#### Task statement:
Gather every line of the entries below that contains the string "tire", and copy each one out in full.

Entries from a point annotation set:
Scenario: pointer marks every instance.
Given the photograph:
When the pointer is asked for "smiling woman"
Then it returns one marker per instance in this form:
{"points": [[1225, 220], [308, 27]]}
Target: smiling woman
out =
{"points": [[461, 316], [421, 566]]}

--

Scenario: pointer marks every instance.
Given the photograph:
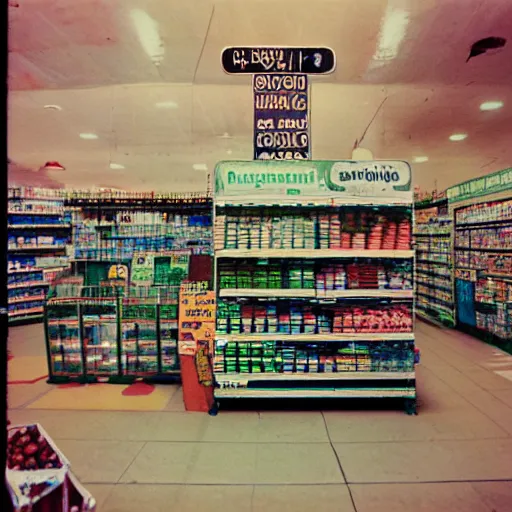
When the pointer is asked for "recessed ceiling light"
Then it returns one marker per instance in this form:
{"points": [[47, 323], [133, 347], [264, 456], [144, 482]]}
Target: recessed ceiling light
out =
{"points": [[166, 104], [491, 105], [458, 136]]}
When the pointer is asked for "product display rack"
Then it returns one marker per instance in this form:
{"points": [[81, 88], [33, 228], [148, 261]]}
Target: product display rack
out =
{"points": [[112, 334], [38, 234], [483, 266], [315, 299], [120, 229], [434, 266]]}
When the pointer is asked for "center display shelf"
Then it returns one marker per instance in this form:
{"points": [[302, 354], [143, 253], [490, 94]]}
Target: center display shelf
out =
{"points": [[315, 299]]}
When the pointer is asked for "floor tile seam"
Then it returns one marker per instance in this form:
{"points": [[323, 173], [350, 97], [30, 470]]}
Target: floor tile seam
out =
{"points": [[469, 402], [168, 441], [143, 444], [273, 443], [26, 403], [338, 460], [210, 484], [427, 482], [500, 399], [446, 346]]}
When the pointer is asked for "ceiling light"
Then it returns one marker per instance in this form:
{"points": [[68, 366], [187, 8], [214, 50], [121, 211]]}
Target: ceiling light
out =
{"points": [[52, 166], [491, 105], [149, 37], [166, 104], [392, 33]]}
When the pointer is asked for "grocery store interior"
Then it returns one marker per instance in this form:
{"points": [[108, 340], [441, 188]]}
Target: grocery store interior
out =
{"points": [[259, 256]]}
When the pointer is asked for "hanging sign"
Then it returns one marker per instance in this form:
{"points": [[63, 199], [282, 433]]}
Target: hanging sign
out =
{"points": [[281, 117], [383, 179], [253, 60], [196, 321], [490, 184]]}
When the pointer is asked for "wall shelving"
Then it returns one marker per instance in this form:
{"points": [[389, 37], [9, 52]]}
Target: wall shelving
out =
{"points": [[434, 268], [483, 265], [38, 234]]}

---

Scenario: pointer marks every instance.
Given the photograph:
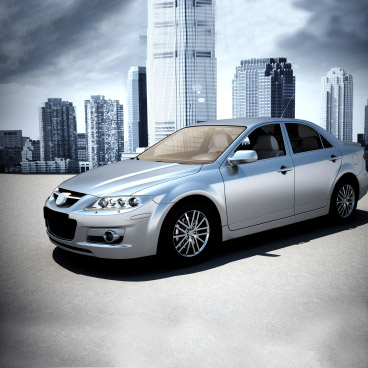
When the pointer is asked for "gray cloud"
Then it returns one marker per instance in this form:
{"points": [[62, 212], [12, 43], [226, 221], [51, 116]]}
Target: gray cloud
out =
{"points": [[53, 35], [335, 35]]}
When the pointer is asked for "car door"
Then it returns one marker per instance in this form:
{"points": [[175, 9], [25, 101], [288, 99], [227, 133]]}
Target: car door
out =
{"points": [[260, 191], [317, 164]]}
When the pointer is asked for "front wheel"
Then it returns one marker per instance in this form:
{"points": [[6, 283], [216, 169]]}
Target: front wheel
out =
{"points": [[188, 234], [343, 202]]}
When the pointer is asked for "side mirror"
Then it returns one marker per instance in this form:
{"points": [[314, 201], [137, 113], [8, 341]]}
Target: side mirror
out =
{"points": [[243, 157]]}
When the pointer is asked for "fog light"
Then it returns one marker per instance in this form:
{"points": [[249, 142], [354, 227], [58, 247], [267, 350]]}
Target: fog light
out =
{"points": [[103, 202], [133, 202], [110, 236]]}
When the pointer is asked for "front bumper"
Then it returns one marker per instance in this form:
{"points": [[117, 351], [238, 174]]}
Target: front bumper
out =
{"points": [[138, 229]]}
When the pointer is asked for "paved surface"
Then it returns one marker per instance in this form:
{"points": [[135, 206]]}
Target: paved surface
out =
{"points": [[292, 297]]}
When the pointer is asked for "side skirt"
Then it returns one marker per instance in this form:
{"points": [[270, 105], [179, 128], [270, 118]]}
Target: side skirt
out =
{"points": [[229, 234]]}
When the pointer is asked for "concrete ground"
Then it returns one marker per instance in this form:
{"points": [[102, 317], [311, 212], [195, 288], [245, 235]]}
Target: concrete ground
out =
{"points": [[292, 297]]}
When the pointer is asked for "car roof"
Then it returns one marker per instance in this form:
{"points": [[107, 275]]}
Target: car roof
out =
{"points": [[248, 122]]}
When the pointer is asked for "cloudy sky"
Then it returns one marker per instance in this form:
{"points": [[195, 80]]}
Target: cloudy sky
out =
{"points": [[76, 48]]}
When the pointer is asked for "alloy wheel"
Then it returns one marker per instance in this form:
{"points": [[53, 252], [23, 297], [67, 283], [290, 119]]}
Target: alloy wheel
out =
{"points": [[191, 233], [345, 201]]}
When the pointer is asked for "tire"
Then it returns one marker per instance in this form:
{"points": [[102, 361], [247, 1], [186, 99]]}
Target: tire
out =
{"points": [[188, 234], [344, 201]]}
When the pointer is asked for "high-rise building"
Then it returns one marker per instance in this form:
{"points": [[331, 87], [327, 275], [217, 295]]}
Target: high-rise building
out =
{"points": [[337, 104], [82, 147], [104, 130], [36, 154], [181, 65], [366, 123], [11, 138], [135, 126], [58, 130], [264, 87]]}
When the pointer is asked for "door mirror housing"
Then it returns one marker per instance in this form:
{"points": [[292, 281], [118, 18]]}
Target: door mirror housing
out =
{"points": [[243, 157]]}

#### Output below:
When the pointer is asked for "tire"
Target: tire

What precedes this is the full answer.